PASSAGE FOR REVIEW Start Marker

Dwarkadas adds that “the firm being a smaller organisation has been growing of late and is not immune to challenges in preserving culture but has taken a conscious decision that they won’t grow beyond a certain size and will not trade off its unique value system which it says makes it different from others.”
Dwarkadas, who has known Joshi for a long time also notes that he is a very motivated individual with high drive, and great networking capability. “He has the ability to become a trusted advisor for clients over a period of time from being a service provider and that is not that easy to do.” In addition, he is gentle by nature but can also be very firm when needed and if there’s an employee who knows his work and is dedicated, it’s fun to work at Veritas but they should be aware that he can also be very demanding in the best possible way. “He will push younger lawyers to step out of their comfort zone, allow them to take credit and get plenty of client-facing time.” That’s not how it works everywhere in the legal world.
Others note the inherent challenges in organization building as opposed to simply being a pre-eminent professional. Senior advocate Percival Billimoria says that “Not all great lawyers are destined to establish and manage their own firms since it takes a special kind of individual to achieve what Abhijit has in a short span of time. Apart from being an excellent lawyer with an eye for detail he was always one who was excellent at understanding the commercials behind every mandate and developing key relationships and that would be something which stands him in good stead at Veritas Legal. “
In his own words, Joshi says that the biggest hurdle for Veritas has not been growth but maintaining its values while growing.
“Preservation of culture can become inconvenient at times and it becomes costly at times. But we have remained steadfast in terms of it. Let me give you an example. You can find a very bright person but not culturally attuned and that is often difficult but we have always put culture above all else.”

PASSAGE FOR REVIEW End Marker
RECORD EXCERPTS Start Marker

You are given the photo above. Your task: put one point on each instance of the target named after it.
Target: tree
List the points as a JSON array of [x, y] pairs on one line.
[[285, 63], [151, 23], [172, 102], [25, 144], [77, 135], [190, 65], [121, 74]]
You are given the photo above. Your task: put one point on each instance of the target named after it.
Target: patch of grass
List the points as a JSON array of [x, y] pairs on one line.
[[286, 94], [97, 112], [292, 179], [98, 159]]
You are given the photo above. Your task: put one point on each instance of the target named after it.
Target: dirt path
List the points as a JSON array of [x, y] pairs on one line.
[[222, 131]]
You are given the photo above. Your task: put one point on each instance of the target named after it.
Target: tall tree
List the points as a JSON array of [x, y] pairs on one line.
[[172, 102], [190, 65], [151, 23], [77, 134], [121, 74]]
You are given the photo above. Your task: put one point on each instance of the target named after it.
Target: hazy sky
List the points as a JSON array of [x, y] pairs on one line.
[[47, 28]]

RECORD EXCERPTS End Marker
RECORD EXCERPTS Start Marker

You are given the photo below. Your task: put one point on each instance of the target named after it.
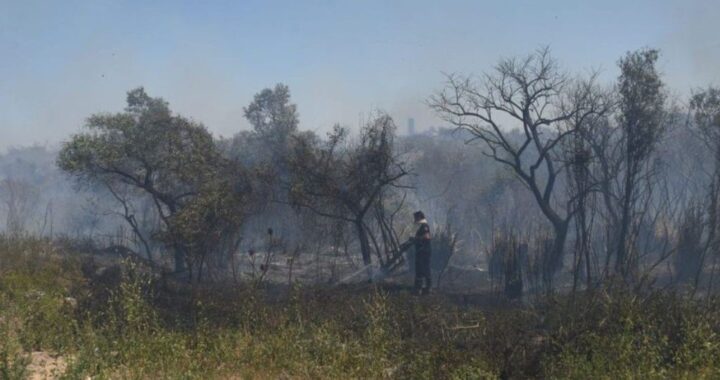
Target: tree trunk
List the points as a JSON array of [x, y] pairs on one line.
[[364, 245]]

RECORD EXCERPTS End Marker

▸ **ABOUT THIS EXERCISE**
Can you reproduce, word for word, the part of the Veritas Legal passage that begins with "Dwarkadas, who has" and ends with "the legal world."?

▸ **SOLUTION TO THIS TASK**
Dwarkadas, who has known Joshi for a long time also notes that he is a very motivated individual with high drive, and great networking capability. “He has the ability to become a trusted advisor for clients over a period of time from being a service provider and that is not that easy to do.” In addition, he is gentle by nature but can also be very firm when needed and if there’s an employee who knows his work and is dedicated, it’s fun to work at Veritas but they should be aware that he can also be very demanding in the best possible way. “He will push younger lawyers to step out of their comfort zone, allow them to take credit and get plenty of client-facing time.” That’s not how it works everywhere in the legal world.